▶ **INSTRUCTION**:
Would you output the stretch from the line containing "Your task is to find the rippled" through the line containing "[0,0,150,267]" as a two-column CSV with the headers prompt_text and bbox, one row for each line of text paired with its answer? Put each value in a single quoted field and replace any line breaks with spaces.

▶ **DATASET RECORDS**:

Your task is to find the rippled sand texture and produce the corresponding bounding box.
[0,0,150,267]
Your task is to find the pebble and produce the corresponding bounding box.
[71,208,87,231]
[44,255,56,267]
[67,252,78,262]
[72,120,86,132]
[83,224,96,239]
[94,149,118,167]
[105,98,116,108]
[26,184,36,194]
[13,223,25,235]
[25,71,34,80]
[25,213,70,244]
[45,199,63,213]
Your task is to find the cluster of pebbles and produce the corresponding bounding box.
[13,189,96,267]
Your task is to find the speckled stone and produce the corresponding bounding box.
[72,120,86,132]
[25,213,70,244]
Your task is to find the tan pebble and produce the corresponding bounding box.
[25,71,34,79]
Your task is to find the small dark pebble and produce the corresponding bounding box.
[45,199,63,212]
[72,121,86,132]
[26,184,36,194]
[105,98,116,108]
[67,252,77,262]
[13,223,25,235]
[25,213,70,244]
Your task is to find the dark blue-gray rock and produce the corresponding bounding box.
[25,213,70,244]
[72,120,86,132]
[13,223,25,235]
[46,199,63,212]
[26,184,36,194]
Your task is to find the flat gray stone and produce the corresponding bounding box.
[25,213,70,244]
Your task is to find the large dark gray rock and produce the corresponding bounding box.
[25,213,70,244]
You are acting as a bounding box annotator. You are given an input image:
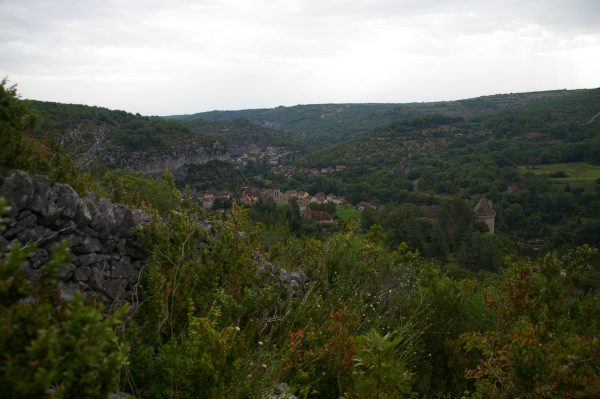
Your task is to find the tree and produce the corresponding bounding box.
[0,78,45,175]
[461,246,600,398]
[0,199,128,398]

* * *

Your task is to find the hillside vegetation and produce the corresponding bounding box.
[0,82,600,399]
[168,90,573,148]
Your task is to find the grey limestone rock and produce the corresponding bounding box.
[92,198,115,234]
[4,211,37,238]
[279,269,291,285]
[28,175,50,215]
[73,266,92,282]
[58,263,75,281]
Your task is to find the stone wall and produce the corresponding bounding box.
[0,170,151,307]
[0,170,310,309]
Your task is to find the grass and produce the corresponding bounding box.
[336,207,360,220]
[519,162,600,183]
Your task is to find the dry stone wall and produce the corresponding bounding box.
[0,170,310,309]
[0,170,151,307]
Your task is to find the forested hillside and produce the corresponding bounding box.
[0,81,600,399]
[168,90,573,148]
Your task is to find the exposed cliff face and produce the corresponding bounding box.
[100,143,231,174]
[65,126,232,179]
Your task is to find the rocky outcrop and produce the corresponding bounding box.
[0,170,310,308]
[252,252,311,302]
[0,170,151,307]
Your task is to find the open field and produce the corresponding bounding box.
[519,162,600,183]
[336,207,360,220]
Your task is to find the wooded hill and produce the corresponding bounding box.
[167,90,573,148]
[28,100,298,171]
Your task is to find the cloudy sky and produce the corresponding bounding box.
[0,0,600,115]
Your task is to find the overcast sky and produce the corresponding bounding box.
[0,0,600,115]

--

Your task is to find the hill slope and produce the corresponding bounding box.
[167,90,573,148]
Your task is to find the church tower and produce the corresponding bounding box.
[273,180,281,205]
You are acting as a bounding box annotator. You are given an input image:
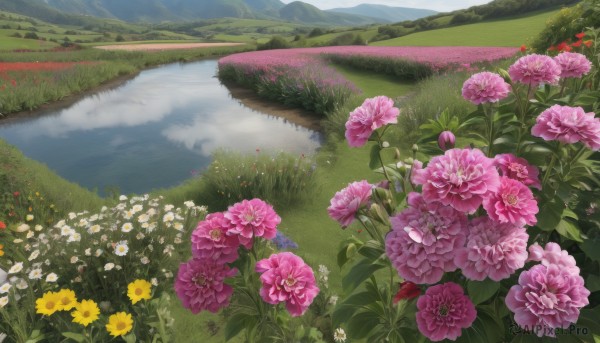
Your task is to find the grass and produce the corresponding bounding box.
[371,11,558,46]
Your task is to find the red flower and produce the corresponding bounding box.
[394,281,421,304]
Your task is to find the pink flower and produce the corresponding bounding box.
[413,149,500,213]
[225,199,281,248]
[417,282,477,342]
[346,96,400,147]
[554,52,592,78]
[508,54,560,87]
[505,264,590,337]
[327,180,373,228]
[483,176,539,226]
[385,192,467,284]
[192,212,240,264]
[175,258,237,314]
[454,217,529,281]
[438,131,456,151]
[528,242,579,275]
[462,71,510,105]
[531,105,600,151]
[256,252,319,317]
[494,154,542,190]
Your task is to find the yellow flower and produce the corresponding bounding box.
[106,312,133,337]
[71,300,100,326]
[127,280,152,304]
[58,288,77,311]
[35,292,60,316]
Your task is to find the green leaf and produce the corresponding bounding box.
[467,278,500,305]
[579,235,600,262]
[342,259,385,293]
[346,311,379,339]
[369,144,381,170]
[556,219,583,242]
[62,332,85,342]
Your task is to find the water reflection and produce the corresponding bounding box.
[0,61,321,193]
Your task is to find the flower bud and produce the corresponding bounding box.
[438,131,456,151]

▶ **OUTPUT FOR THIS TASK**:
prompt_text,bbox
"Your task is to find the rippled sand texture and produce the corresponding bounding box.","[0,0,150,267]"